Quote, without change, all of the lines that follow.

=== INPUT ===
::::::::::

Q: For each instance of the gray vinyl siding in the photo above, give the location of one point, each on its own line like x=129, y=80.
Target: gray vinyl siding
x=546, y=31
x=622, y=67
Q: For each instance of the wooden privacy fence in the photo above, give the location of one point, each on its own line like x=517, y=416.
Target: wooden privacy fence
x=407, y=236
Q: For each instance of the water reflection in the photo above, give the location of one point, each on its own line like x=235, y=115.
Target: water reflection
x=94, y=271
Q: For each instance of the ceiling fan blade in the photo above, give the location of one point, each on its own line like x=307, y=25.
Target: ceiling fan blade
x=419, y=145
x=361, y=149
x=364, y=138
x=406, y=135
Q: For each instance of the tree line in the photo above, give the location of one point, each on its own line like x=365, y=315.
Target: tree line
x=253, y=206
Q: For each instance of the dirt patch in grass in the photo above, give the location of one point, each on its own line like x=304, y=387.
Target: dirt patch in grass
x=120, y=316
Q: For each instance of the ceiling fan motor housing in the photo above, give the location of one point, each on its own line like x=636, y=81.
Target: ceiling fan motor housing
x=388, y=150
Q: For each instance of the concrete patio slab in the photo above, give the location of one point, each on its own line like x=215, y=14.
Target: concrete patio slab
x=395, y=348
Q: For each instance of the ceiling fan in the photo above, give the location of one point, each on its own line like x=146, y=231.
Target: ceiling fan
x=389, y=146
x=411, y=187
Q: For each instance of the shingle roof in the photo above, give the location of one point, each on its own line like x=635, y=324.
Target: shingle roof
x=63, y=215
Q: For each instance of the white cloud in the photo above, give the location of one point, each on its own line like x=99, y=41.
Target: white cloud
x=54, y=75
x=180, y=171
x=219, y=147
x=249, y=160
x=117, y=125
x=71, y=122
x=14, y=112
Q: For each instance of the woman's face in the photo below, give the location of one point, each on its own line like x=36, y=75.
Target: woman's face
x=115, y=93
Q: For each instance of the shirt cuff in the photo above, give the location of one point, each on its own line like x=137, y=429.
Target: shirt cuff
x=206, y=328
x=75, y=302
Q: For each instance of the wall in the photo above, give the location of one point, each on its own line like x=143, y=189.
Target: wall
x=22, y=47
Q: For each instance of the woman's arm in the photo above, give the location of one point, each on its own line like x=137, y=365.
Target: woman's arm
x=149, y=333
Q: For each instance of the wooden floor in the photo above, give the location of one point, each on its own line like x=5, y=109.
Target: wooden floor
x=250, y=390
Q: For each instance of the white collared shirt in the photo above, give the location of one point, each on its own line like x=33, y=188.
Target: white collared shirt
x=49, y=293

::::::::::

=== ANSWER TO THE PROBLEM ===
Q: For each instance of the gray vinyl siding in the photo above, give the location of one point, each on its own line like x=129, y=80.
Target: gray vinyl siding
x=546, y=31
x=622, y=67
Q: For each instance of the wooden privacy fence in the photo above, give the location of one point, each on its own line like x=517, y=416.
Target: wooden privacy fence
x=407, y=236
Q: For each instance of the water reflection in the photo above, give the location of one point, each on its own line like x=235, y=115.
Target: water reflection
x=94, y=271
Q: For each instance of the ceiling fan blade in the photo above, give the location of one point, each on its own line like x=307, y=25.
Target: ceiling fan blade
x=419, y=145
x=361, y=149
x=364, y=138
x=406, y=135
Q: For each instance of the tree line in the photo above, give the location of one point, each on its own line like x=365, y=315.
Target: tree line
x=253, y=206
Q: For each instance of the dirt patch in grass in the photo above, give the location of one point, each on its own line like x=304, y=387.
Target: dirt patch in grass
x=120, y=316
Q: For each instance of the ceiling fan motor housing in the photo above, give the location of one point, each on its own line like x=636, y=81.
Target: ceiling fan motor housing
x=388, y=150
Q: For each instance of the concrete patio slab in the photo above, give the location of one point, each on its own line like x=215, y=14.
Target: concrete patio slab
x=395, y=348
Q: For each instance of the ceiling fan in the photo above, give the location of one point, each on its own line like x=146, y=231.
Target: ceiling fan
x=389, y=146
x=411, y=187
Q: For each instance of the shingle roof in the photo above, give the location of one point, each on its own line like x=635, y=324.
Target: shingle roof
x=63, y=215
Q: For each instance of the white cloud in the photo above, give the location of one point, each on its own line like x=99, y=41.
Target: white cloud
x=54, y=75
x=180, y=171
x=219, y=147
x=249, y=160
x=117, y=125
x=71, y=122
x=14, y=112
Q: For each instance of the woman's face in the photo below, give the location of one point, each on its own line like x=36, y=75.
Target: woman's face
x=115, y=93
Q: For each instance of the shirt cuff in the photo above, give the location of one point, each on its own line like x=137, y=429.
Target: shirt cuff
x=206, y=328
x=75, y=302
Q: For each instance of the wall in the photo above, give the location of one point, each on its own line like x=143, y=189.
Target: wall
x=22, y=47
Q: For each instance of the woman's arm in the photo above, give the location of one point, each on its own line like x=137, y=365.
Target: woman's arm
x=149, y=333
Q: For each instance of the wooden floor in the photo above, give the location of one point, each on its own line like x=5, y=109.
Target: wooden floor
x=250, y=390
Q: For each instance of the white collared shirt in the photo above, give the location of one point, each on its own line like x=33, y=188.
Target: white collared shirt
x=49, y=293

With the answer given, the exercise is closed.